= Activity =
A faithful, complete copy of the records is required.

= Raw data =

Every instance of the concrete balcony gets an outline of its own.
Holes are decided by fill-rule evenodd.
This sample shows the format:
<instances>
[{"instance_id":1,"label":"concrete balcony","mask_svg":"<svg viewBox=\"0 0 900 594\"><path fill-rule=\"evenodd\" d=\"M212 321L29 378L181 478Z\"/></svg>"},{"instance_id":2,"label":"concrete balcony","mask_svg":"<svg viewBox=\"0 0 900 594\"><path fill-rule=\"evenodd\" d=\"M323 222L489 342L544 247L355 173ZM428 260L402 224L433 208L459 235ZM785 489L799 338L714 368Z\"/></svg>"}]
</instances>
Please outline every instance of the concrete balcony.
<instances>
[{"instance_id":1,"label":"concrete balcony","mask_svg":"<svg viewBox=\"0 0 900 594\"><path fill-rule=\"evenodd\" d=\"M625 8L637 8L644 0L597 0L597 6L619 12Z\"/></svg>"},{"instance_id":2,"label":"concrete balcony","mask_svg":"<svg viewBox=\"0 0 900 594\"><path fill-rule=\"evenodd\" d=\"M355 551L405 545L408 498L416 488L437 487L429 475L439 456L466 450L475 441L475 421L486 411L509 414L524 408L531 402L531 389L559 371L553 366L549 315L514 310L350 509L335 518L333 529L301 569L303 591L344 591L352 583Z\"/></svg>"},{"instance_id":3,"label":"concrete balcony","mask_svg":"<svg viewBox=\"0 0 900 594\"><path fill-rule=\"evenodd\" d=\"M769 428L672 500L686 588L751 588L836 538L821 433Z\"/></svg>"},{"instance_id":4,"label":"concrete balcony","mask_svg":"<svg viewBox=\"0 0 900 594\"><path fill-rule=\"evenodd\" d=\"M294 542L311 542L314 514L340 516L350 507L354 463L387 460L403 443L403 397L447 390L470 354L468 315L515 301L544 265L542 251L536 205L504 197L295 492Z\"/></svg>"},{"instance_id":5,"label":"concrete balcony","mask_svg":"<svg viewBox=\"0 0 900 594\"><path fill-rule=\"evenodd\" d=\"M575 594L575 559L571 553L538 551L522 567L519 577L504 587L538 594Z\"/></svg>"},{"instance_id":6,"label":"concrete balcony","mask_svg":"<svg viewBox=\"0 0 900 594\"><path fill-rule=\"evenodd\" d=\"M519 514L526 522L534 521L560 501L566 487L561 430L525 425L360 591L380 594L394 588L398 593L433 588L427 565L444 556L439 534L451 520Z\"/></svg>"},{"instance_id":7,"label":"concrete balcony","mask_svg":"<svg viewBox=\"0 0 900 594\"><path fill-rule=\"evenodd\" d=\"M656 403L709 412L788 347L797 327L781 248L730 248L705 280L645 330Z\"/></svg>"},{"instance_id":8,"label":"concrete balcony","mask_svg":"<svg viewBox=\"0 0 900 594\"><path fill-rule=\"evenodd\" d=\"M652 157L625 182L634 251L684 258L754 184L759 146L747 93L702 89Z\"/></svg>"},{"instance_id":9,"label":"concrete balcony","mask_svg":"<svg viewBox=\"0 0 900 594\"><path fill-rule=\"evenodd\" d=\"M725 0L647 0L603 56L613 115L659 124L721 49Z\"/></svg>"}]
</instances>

= Answer for this exercise =
Every instance of the concrete balcony gets an outline of its own.
Holes are decided by fill-rule evenodd.
This sample shows the format:
<instances>
[{"instance_id":1,"label":"concrete balcony","mask_svg":"<svg viewBox=\"0 0 900 594\"><path fill-rule=\"evenodd\" d=\"M212 321L29 378L181 478Z\"/></svg>"},{"instance_id":2,"label":"concrete balcony","mask_svg":"<svg viewBox=\"0 0 900 594\"><path fill-rule=\"evenodd\" d=\"M323 222L489 342L544 247L355 173ZM428 260L402 224L433 208L459 235ZM785 489L799 338L714 368Z\"/></svg>"}]
</instances>
Please outline every instance of the concrete balcony.
<instances>
[{"instance_id":1,"label":"concrete balcony","mask_svg":"<svg viewBox=\"0 0 900 594\"><path fill-rule=\"evenodd\" d=\"M625 8L637 8L644 0L597 0L597 6L619 12Z\"/></svg>"},{"instance_id":2,"label":"concrete balcony","mask_svg":"<svg viewBox=\"0 0 900 594\"><path fill-rule=\"evenodd\" d=\"M355 551L405 545L408 498L416 488L437 487L429 475L439 456L466 450L475 441L475 421L486 411L509 414L524 408L531 402L531 389L559 371L553 366L549 315L514 310L350 509L335 518L333 529L301 569L303 591L344 591L352 583Z\"/></svg>"},{"instance_id":3,"label":"concrete balcony","mask_svg":"<svg viewBox=\"0 0 900 594\"><path fill-rule=\"evenodd\" d=\"M769 428L672 500L686 588L751 588L836 538L821 433Z\"/></svg>"},{"instance_id":4,"label":"concrete balcony","mask_svg":"<svg viewBox=\"0 0 900 594\"><path fill-rule=\"evenodd\" d=\"M294 542L311 542L314 514L340 516L350 507L354 463L387 460L403 443L403 397L447 390L470 354L468 315L515 301L544 265L542 251L536 205L504 197L295 492Z\"/></svg>"},{"instance_id":5,"label":"concrete balcony","mask_svg":"<svg viewBox=\"0 0 900 594\"><path fill-rule=\"evenodd\" d=\"M575 594L575 559L571 553L538 551L522 567L519 577L504 587L538 594Z\"/></svg>"},{"instance_id":6,"label":"concrete balcony","mask_svg":"<svg viewBox=\"0 0 900 594\"><path fill-rule=\"evenodd\" d=\"M519 514L526 522L534 521L560 501L566 487L561 430L525 425L360 591L380 594L394 588L398 593L433 588L427 565L444 556L439 534L451 520Z\"/></svg>"},{"instance_id":7,"label":"concrete balcony","mask_svg":"<svg viewBox=\"0 0 900 594\"><path fill-rule=\"evenodd\" d=\"M656 403L709 412L788 347L797 327L781 248L730 248L705 280L645 330Z\"/></svg>"},{"instance_id":8,"label":"concrete balcony","mask_svg":"<svg viewBox=\"0 0 900 594\"><path fill-rule=\"evenodd\" d=\"M652 157L625 182L634 251L684 258L754 184L759 146L747 93L702 89Z\"/></svg>"},{"instance_id":9,"label":"concrete balcony","mask_svg":"<svg viewBox=\"0 0 900 594\"><path fill-rule=\"evenodd\" d=\"M725 0L647 0L603 56L613 115L659 124L721 49Z\"/></svg>"}]
</instances>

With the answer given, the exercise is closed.